• RECORDED DATA:
★ ★ ★ ★ ★ ★ ★

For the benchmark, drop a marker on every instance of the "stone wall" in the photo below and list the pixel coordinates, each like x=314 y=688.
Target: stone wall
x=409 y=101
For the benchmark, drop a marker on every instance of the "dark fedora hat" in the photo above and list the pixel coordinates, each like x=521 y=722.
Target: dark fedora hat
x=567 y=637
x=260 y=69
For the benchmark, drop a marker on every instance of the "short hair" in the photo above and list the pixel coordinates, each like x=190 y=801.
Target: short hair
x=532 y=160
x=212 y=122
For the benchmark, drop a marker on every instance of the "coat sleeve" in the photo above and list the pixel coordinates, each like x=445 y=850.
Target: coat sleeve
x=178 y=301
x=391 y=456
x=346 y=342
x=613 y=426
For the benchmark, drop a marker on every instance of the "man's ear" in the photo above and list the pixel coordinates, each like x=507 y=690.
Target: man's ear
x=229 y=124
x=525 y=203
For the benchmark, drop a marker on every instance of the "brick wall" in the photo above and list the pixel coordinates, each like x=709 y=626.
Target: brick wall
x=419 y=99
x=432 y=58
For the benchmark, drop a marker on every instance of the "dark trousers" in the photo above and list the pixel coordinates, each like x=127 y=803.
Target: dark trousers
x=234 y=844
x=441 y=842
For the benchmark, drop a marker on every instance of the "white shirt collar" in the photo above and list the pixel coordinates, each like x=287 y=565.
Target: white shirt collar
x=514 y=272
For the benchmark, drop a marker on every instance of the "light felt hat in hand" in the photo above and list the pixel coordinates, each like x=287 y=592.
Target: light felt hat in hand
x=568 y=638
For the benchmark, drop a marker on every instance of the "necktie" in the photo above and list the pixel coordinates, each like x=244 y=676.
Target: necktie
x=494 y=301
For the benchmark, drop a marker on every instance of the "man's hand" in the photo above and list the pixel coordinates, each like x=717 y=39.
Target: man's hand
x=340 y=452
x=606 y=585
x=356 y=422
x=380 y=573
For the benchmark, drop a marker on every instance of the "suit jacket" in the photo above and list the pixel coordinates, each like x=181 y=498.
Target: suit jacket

★ ★ ★ ★ ★ ★ ★

• WORK REQUIRED:
Update the rows above by writing them out again with each "drop a marker" changed to "place a pin". Leave everything else unchanged.

• EXPECTED OUTPUT:
For the benchmark, place a pin on every instance of the "stone wall" in the photo below and list the pixel coordinates, each like x=314 y=688.
Target: stone wall
x=409 y=101
For the benchmark, place a pin on every instance of the "dark fedora hat" in the photo above and list the pixel coordinates, each like x=521 y=722.
Target: dark fedora hat
x=567 y=637
x=260 y=69
For the benchmark, place a pin on every instance of the "short hair" in the photo above and list the pixel coordinates, each like x=190 y=801.
Target: short hair
x=532 y=160
x=212 y=122
For the benchmark, place a pin on every instance of the "coat sleeve" in the photo above and list the pixel coordinates, each like x=445 y=850.
Target: coat sleeve
x=178 y=301
x=391 y=456
x=346 y=342
x=613 y=426
For the benchmark, place a pin on every instance of the "man's ear" in the photo above and list the pixel coordinates, each like x=507 y=690.
Target: man's ear
x=229 y=124
x=525 y=203
For the benchmark, place a pin on every instance of the "brick wall" in the photo above and list the pixel coordinates, each like x=709 y=626.
Target: brick wall
x=419 y=99
x=432 y=58
For the benchmark, place a pin on every instance of the "dark trousers" in the photo above and list the pixel coordinates, each like x=127 y=803.
Target: dark trousers
x=234 y=844
x=441 y=842
For the benchmark, place a pin on every instance of the "white shirt collar" in the photo above and list the pixel coordinates, each like x=287 y=565.
Target: white shirt collar
x=514 y=272
For the benchmark, place a pin on every instance of the "light felt hat in hand" in the photo above and list the pixel coordinates, each like x=287 y=592.
Target: light felt hat in hand
x=568 y=638
For the benchmark, place a pin on every instance of the "necktie" in the photo above and list the pixel coordinates, each like x=244 y=676.
Target: necktie
x=494 y=301
For the benchmark, place a pin on every instance of the "man's hand" in the photo above and list the pixel coordinates, each like x=717 y=39.
Target: man's hand
x=340 y=452
x=606 y=585
x=356 y=422
x=380 y=573
For the benchmark, place a pin on every instance of the "suit jacket" in the photo above and list the pixel coordinates, each like x=181 y=498.
Target: suit jacket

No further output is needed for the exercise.